RECORDS
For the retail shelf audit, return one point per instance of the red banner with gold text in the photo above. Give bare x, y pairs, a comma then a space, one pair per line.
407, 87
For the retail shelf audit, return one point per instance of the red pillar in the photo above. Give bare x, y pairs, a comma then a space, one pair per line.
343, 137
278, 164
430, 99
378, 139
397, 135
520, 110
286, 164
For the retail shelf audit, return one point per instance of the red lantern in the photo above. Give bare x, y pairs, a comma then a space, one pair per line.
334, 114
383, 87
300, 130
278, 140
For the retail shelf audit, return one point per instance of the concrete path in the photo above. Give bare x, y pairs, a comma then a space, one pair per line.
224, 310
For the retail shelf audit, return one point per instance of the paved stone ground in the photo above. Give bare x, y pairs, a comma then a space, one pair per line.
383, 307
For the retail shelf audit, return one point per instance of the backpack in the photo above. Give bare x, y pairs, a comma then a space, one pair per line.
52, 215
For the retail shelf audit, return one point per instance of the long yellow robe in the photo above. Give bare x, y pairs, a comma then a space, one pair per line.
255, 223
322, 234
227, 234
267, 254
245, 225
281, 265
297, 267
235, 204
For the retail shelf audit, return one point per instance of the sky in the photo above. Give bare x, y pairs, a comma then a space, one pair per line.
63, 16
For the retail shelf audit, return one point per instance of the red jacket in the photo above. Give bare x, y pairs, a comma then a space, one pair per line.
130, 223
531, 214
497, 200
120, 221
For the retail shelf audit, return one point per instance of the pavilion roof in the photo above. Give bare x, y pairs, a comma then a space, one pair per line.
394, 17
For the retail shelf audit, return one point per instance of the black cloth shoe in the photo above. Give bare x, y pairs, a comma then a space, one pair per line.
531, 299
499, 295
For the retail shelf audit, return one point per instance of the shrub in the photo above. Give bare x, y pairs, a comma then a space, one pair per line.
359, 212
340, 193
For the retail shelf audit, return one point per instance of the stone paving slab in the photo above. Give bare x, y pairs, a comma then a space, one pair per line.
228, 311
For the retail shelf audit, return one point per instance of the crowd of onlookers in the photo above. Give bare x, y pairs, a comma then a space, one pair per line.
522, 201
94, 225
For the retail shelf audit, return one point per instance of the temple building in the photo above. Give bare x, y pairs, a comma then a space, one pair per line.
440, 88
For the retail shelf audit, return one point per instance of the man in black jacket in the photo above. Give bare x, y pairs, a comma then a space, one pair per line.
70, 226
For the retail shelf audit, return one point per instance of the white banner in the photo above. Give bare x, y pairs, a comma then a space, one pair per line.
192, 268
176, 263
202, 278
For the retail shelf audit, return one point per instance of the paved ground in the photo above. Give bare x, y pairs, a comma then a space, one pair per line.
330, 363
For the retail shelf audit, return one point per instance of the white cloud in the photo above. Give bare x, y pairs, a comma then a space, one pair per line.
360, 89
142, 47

WRITTEN INSTRUCTION
From the first line to the last, please quote the material above exactly.

RESULT OF THIS TASK
For the retail shelf audit, return one point per instance of the red banner with gold text in the photo above. Give bare x, y pairs, a comma then a space, one pair per line.
407, 87
For the retail shelf audit, return one point per instance of the red pillar in the photo above. Give bare x, y pairs, a comma then a space, one pair per line.
343, 137
278, 164
430, 99
378, 139
397, 135
520, 110
286, 164
For the retail shelf audit, return one point per instance of the red lantern in the photo above. Give bare x, y pairs, a comma then a space, one pair per line.
334, 114
383, 87
300, 130
278, 140
For the retail shelf audit, return one point per instance of the concrete path in the photo above. Give bare x, y pairs, a comma then a space, one pair per line.
224, 310
For the retail shelf audit, return one point per instance of the paved stone ground in the photo above. Give bare x, y pairs, a comma then a space, one pair per line.
383, 307
For the retail shelf audit, return one point per instance of the backpack in the photo above. Give bare x, y pairs, a comma then a space, one pair per line.
52, 215
For the retail shelf audit, return one point per instance of the long yellow robe in the photo above. Give bare x, y pairs, a comma then a space, one pair per line.
255, 223
322, 234
227, 234
267, 254
245, 225
281, 265
297, 267
235, 204
For the retail shelf audit, return one point per instance of the sky in the photo above. Give bare x, y pairs, a comma then a space, one pair per line.
63, 16
For the retail shelf audit, return one point per instance of the red jacket in the photo above. Give bare x, y pairs, a comma then a space, one pair per line.
130, 223
531, 214
497, 200
120, 221
For the retail shelf audit, return one point per instance of the pavilion roof in the photo above. Give bare x, y pairs, a comma then a space, one pair per line.
394, 17
For the retail shelf audit, return one point per instance of the black cloth shoe in the photo above. Give bare x, y pairs, a comma then a space, one pair per line.
531, 299
499, 295
For the retail shelf audit, return one point per instance of the shrub in the photo above. Give bare x, y pairs, a comma then a space, one pair per line.
359, 212
340, 193
For the retail shelf audit, return one point per instance of the stone paving slab in the photo above. Give bare x, y pairs, a comma then a space, one pair per line.
228, 311
For the retail shelf audit, return one point per instance of the crowd of onlookers in the photo above. Give bare x, y pairs, a comma then a space, one pair per line.
522, 201
94, 225
For the retail shelf audit, return one point per instance of the temple building in the photo above. Give bare x, y pairs, a comma then a space, one pair per line.
440, 88
For the retail shelf audit, return one point per instance of the man in black jacket in the photo above. Give bare x, y pairs, a comma then a space, one pair per line.
70, 226
For the retail shelf audit, return one point per instance of the white banner in the photo above. Give bare x, y pairs, a comma then a space, one pair per line.
192, 268
176, 263
202, 278
For the retail shelf audit, return one point per instance of the paved ground in the photo above. Give bare x, y pairs, a comma then a space, one pair per line.
330, 363
For the retail shelf audit, return one point per instance of the white cloud in the photo above. Give bare x, y pairs, a comma then a space, one pair per line.
360, 89
142, 47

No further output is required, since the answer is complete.